■ Action item
Scan the records for the string "pier", then copy each line that has it.

(Extracted data entries)
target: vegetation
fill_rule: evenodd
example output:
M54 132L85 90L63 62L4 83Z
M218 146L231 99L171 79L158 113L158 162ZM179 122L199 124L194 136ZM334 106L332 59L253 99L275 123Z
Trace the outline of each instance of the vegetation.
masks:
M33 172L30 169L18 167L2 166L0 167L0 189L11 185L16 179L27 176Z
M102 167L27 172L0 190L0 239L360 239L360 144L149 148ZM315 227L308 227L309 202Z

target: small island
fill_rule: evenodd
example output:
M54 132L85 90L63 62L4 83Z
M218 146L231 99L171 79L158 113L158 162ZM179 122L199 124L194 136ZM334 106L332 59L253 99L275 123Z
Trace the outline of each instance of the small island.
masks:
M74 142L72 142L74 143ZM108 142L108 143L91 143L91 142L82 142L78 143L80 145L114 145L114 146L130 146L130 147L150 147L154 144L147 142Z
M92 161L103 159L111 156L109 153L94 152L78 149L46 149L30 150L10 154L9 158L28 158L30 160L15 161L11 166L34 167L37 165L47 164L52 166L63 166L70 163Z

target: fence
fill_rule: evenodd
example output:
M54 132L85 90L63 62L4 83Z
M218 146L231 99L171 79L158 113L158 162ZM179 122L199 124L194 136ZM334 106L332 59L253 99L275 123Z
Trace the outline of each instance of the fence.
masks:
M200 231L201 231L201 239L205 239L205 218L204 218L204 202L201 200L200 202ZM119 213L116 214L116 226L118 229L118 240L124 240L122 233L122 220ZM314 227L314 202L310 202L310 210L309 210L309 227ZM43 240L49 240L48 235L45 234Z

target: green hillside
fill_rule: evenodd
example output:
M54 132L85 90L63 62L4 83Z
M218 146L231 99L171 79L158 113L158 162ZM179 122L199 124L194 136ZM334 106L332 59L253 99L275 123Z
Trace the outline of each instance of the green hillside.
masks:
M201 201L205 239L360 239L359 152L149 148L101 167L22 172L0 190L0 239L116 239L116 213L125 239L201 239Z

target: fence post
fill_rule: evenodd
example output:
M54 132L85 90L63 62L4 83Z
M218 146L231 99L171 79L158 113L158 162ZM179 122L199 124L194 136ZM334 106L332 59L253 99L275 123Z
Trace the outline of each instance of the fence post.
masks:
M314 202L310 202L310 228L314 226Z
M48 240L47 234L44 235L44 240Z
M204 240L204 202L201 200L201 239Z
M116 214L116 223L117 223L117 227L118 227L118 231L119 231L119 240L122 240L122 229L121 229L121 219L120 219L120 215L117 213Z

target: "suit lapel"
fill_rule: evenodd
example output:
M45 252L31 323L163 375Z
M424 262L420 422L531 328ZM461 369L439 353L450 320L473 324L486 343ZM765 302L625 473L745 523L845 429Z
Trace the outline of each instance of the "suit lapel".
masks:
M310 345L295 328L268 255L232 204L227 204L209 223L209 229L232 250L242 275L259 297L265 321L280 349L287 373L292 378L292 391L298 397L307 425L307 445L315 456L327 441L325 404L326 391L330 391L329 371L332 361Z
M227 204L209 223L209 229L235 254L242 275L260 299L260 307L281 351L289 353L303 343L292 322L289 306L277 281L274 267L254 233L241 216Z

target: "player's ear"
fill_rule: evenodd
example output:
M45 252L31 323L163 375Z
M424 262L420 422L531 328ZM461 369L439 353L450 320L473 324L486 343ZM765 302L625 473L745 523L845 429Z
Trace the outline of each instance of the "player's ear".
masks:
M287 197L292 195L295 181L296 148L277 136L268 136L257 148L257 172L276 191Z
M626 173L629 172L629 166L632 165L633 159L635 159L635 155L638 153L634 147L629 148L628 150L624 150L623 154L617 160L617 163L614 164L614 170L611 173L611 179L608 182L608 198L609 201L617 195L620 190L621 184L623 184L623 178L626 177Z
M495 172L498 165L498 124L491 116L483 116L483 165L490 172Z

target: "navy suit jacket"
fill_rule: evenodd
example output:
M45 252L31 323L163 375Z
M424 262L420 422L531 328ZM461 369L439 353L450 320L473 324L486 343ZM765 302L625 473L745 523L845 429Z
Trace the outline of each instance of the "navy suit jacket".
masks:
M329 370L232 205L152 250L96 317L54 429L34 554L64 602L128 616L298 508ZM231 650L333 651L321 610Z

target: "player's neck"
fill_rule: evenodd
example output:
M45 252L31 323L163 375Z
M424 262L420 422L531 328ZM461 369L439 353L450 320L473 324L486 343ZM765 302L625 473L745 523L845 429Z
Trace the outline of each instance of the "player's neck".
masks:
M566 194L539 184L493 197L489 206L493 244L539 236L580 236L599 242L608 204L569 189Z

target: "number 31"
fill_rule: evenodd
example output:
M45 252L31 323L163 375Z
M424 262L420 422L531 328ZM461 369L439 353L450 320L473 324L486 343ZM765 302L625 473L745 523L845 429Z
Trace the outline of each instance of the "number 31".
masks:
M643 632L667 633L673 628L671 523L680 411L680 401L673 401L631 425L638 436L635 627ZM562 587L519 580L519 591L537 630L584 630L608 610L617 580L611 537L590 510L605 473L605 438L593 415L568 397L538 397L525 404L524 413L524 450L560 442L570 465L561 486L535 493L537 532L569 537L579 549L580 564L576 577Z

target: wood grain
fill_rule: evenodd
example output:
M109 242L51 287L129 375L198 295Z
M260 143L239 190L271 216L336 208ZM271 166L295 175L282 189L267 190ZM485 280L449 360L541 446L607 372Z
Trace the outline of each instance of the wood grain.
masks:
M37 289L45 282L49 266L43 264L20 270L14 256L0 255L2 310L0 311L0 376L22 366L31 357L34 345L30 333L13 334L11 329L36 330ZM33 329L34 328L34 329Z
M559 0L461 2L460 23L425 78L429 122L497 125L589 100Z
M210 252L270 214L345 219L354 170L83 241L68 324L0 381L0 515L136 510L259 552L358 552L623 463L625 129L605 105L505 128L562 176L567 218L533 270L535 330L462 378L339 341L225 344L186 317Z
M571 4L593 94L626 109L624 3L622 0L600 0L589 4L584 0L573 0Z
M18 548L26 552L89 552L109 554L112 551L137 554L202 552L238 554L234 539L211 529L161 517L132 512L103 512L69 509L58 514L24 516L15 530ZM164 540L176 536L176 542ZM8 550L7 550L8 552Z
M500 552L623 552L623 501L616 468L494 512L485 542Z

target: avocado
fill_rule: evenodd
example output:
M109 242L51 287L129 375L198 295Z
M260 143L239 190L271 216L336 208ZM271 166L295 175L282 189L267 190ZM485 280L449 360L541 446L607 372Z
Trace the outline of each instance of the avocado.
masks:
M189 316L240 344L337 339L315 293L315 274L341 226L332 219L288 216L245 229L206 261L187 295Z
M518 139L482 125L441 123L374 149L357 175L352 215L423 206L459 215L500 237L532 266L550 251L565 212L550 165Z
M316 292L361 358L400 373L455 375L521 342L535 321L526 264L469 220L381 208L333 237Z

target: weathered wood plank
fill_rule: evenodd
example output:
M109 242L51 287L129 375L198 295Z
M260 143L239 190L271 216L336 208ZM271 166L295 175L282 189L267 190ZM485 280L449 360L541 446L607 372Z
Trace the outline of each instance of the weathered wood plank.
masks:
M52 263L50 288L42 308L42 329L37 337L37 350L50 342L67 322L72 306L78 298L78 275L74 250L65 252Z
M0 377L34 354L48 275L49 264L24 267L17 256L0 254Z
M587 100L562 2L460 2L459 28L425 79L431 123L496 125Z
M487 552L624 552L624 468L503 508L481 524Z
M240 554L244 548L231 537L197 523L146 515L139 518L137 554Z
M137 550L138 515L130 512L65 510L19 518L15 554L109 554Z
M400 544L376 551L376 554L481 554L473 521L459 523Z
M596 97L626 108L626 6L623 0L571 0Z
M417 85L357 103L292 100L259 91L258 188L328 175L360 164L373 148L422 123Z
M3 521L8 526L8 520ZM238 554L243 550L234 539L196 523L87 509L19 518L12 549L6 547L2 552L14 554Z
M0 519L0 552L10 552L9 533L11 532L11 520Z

---

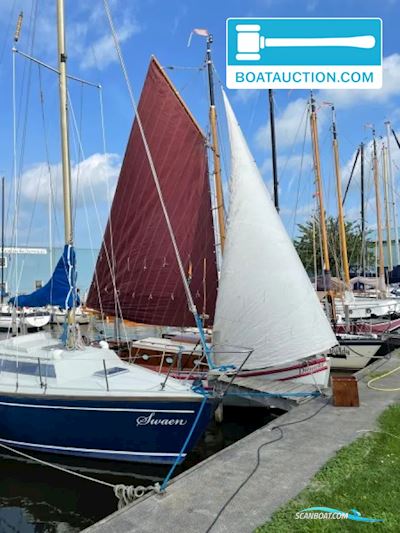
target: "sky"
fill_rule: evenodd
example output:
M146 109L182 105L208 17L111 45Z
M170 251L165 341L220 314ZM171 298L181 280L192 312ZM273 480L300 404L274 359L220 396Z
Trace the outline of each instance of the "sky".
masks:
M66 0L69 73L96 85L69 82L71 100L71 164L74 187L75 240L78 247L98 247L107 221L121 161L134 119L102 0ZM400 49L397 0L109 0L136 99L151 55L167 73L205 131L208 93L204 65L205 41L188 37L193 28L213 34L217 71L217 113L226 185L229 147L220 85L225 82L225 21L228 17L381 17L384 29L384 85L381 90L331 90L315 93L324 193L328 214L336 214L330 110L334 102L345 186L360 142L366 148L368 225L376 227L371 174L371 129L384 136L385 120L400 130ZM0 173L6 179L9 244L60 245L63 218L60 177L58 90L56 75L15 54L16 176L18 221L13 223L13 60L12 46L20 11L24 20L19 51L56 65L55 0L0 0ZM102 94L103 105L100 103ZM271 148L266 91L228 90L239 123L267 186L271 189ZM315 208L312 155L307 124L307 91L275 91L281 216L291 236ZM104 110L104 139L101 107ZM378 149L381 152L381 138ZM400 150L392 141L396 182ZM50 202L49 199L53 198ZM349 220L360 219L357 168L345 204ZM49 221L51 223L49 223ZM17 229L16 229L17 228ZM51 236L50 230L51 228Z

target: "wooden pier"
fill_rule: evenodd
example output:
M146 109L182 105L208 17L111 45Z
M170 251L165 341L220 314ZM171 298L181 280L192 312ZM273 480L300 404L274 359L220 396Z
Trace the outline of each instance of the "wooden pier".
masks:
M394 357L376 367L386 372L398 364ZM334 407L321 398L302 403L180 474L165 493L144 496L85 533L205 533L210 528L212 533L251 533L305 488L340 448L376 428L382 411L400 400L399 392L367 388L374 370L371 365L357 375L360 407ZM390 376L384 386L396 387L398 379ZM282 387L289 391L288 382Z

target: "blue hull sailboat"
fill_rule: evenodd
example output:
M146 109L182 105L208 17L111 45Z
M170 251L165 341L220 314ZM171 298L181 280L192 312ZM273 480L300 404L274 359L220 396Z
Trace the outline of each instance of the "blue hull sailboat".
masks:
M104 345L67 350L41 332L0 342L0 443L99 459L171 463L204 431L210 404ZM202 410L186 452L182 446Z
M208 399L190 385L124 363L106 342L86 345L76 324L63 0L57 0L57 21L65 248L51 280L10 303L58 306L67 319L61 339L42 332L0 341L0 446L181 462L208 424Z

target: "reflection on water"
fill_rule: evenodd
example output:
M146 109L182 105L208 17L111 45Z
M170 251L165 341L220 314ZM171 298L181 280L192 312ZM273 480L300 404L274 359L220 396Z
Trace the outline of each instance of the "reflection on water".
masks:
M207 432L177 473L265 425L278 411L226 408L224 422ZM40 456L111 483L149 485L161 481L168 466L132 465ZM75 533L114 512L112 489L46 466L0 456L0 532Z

■ Completed task
target: "wooden pier"
Trace the outline of each instance of the "wooden pier".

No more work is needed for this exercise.